The frontmatter is stripped before the body reaches the agent, and claude/codex receive it on stdin so a body starting with -- is never misparsed as a flag.

Flags drift between CLI versions — if one changes, edit build_agent_cmd() in agent-queue.sh (it's the single place each engine is mapped).

Commands

Command What it does
init create the queue/ folders
add <file> [--engine E] [--cwd P] [--yolo|--no-yolo] queue a prompt into inbox/
run [--max N] [--engine E] [--once] process the inbox (foreground loop)
status kanban counts + running-worker table (marks ⚠ stalled workers)
watch [interval] live status (bash), redrawn every N seconds (default 2)
dash [--interval N] richer Node live dashboard — running workers (engine, elapsed, last log line, stall) + recent shipped/failed
stop kill running workers + the run loop
logs <job> [-f] print / follow a job's log
promote <job> advance one stage forward: review → testing → shipped
ship <job> manual gate: move a testing/ (QA) job → shipped/
reject <job> send a review/ or testing/ job → failed/
requeue <job> move a failed/review/testing job back to inbox/ for a fresh run
clean [--keep N] archive finished logs+meta beyond the newest N (default 50) into queue/.archive/

Only one run loop may be active per queue — a second run against the same queue is refused while the first is alive (a stale daemon.pid is cleared).

Via bytelyst-cli.sh

Wired into the repo's unified CLI (no GitHub token required for this subcommand):

./bytelyst-cli.sh agent-queue run --max 2     # full passthrough
./bytelyst-cli.sh aq status                   # short alias

Folder layout

queue/
  inbox/    # drop / queued .md files (oldest eligible picked first)
  building/ # currently executing (agent running)
  review/   # agent exited 0 — awaiting the auto-QA verify gate (or manual promote)
  testing/  # verify passed (QA) — awaiting manual `ship`
  shipped/  # manually shipped — the terminal success stage
  failed/   # non-zero exit, bad cwd, timeout, verify failure, or manual reject
  logs/     # <job>.log — full agent + verify output
  locks/    # per-key flock files (Linux hardening; unused on macOS)
  .state/   # <job>.meta heartbeats + daemon.pid (runtime only)
  .archive/ # <ts>/ — logs+meta moved here by `clean`

result= values written to <job>.meta: review, testing, shipped, failed, timeout, verify_failed, rejected, requeued.

Config (env overrides)

Var Default Meaning
AGENT_QUEUE_ROOT ./queue where the kanban folders live
AGENT_QUEUE_MAX 2 max concurrent agents
AGENT_QUEUE_ENGINE devin default engine when none in frontmatter
AGENT_QUEUE_POLL 3 inbox poll interval (seconds)
AGENT_QUEUE_VERIFY (empty) default auto-QA verify command; per-job verify: overrides it
AGENT_QUEUE_STALL_MIN 10 minutes of unchanged log before a worker is ⚠ stalled
DEVIN_BIN / CLAUDE_BIN / CODEX_BIN autodetected override CLI binary paths
FLOCK_BIN / TIMEOUT_BIN autodetected flock (lock hardening) and timeout/gtimeout (hard timeouts); absent on stock macOS — see notes

⚠️ Safety

Running agents with yolo: true means no approval prompts — they will edit files, run shell commands, and commit unattended. Mitigate:

  • Prefer scope-locked prompt files (e.g. "edit only under dashboards/tracker-web/").

Activity
List every result= value that the agent-queue text says is written to <job>.meta. None of the items is needed here.

Record extracts
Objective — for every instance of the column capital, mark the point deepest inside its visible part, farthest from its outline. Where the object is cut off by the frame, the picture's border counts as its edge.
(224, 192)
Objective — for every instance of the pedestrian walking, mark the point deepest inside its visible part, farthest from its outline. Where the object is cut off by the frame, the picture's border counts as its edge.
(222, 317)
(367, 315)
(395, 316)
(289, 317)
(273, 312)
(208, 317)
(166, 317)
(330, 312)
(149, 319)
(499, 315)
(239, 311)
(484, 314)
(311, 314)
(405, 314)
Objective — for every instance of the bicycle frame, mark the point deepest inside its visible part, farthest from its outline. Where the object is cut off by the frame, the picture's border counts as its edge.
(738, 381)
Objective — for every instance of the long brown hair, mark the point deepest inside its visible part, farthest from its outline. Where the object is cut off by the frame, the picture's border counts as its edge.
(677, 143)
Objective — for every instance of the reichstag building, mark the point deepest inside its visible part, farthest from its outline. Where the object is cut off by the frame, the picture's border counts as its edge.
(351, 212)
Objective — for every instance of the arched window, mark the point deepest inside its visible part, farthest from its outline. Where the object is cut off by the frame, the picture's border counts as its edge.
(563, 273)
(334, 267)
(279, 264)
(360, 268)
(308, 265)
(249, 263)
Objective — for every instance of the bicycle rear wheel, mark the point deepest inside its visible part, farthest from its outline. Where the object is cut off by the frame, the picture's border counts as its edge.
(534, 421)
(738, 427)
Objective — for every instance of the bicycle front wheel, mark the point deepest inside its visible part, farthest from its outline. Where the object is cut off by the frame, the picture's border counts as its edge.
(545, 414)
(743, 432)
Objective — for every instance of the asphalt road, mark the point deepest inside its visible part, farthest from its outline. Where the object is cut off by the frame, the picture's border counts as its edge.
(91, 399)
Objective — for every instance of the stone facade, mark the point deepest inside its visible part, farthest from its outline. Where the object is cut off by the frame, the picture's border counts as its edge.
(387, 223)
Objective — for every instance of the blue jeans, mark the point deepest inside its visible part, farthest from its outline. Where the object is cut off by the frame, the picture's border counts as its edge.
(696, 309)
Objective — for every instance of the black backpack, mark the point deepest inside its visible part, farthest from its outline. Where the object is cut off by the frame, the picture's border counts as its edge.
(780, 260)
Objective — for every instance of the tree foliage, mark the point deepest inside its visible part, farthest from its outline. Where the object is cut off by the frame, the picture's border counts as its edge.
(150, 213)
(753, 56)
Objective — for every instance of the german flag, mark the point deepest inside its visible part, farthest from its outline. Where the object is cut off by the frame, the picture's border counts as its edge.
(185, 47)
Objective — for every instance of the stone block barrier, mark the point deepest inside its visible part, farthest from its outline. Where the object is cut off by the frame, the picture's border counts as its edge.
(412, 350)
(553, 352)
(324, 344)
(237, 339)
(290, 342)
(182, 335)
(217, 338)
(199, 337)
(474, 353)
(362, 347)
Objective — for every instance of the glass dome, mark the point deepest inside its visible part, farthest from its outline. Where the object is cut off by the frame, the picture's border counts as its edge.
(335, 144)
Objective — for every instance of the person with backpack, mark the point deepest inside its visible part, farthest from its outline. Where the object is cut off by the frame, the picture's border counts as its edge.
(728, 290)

Response to the task
review, testing, shipped, failed, timeout, verify_failed, rejected, requeued